## Objectif 1
Traduisez en anglais la phrase suivante de l'extrait sur la roupie mauricienne : « Entre mars et mai 2019, le dollar s'est renforcé, incitant la monnaie locale à se déprécier. »

## Extrait
★ ★ ★ ★ ★

Depuis 2014, la roupie mauricienne n’est pas stable. Le taux de change de la roupie par rapport au dollar américain qui était à Rs 30,69 en janvier 2014, a grimpé jusqu’à Rs 36,56 en juillet 2019. Dr Chiragra Chakrabarty, CEO de KATIC Consulting et ancien directeur de la Banque de Maurice (Développement et supervision des marchés financiers et gestion de la dette interne), explique que l'appréciation et la dépréciation de la monnaie sont des phénomènes courants dans les pays et les marchés qui adoptent un taux de change flottant. 

Dr Chiragra Chakrabarty.
Dr Chiragra Chakrabarty.

Selon lui, des facteurs locaux et internationaux jouent un rôle dans l'appréciation ou la dépréciation de la valeur de différentes devises. « Au cours de l'exercice 2017-2018, les fluctuations du taux de change de la roupie ont été largement influencées par l'évolution des marchés internationaux. La Banque de Maurice a continué d'intervenir sur le marché des changes national afin d'atténuer la volatilité excessive du taux de change de la roupie. » 

Quatre raisons principales

À quoi doit-on attribuer la dépréciation constante de la roupie ? « Techniquement, si le dollar américain s'apprécie par rapport à l'euro, la roupie se déprécie par rapport au dollar. Entre mars et mai 2019, le dollar s'est renforcé, incitant la monnaie locale à se déprécier. En juin 2019, le dollar s'est déprécié par rapport à l'euro, mais s'est apprécié par rapport à la livre sterling. »

★ ★ ★ ★ ★

## Données de l'exercice
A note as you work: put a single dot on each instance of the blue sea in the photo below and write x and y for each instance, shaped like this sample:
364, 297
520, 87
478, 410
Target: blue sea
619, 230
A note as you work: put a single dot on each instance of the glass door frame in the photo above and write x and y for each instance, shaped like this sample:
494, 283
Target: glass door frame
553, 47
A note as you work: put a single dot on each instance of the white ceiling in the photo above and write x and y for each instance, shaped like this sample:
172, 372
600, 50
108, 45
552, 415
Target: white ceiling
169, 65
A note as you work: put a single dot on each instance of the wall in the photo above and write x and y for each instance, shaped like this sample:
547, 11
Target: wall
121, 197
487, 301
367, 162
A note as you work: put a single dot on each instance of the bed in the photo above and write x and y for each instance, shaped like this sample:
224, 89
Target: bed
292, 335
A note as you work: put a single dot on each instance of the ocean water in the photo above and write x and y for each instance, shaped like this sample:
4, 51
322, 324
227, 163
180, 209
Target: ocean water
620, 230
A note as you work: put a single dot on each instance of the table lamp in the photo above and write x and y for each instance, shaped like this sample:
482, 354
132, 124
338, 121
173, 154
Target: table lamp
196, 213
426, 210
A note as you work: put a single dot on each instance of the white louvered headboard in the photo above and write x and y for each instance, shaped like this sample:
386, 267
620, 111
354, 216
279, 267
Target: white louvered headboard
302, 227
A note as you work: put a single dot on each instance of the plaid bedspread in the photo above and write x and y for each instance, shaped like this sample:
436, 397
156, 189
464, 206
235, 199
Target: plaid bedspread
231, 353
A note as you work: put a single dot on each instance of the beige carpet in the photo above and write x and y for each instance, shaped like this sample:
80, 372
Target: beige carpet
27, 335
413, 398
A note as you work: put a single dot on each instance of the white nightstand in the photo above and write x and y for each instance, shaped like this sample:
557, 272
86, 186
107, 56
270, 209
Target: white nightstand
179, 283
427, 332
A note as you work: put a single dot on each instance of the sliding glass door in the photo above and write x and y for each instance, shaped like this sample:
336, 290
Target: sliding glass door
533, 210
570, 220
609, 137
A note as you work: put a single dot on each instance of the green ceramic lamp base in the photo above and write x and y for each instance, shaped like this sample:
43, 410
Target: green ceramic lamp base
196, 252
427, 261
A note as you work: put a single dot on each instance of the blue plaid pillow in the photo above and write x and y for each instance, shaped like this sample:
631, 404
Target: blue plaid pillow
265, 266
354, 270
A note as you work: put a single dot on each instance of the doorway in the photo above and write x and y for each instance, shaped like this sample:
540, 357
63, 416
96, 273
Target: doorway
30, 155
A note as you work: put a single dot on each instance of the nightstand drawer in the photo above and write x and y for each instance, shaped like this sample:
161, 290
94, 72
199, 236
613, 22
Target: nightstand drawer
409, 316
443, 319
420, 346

★ ★ ★ ★ ★

## Objectif 2
Mettez à jour les lignes des entrées comprises entre celle qui contient « the blue plaid » et la fin des entrées, bornes incluses, en remplaçant « A note as you work » par « As you work ». Ne reproduisez que ces lignes, sans aucune autre modification.

## Résultat attendu 1
Between March and May 2019, the dollar strengthened, prompting the local currency to depreciate.

## Résultat attendu 2
As you work: put a single dot on each instance of the blue plaid pillow in the photo above and write x and y for each instance, shaped like this sample:
631, 404
Target: blue plaid pillow
265, 266
354, 270
As you work: put a single dot on each instance of the doorway in the photo above and write x and y for each instance, shaped like this sample:
540, 357
63, 416
96, 273
Target: doorway
30, 155
As you work: put a single dot on each instance of the nightstand drawer in the photo above and write x and y for each instance, shaped like this sample:
161, 290
94, 72
199, 236
613, 22
Target: nightstand drawer
409, 316
443, 319
420, 346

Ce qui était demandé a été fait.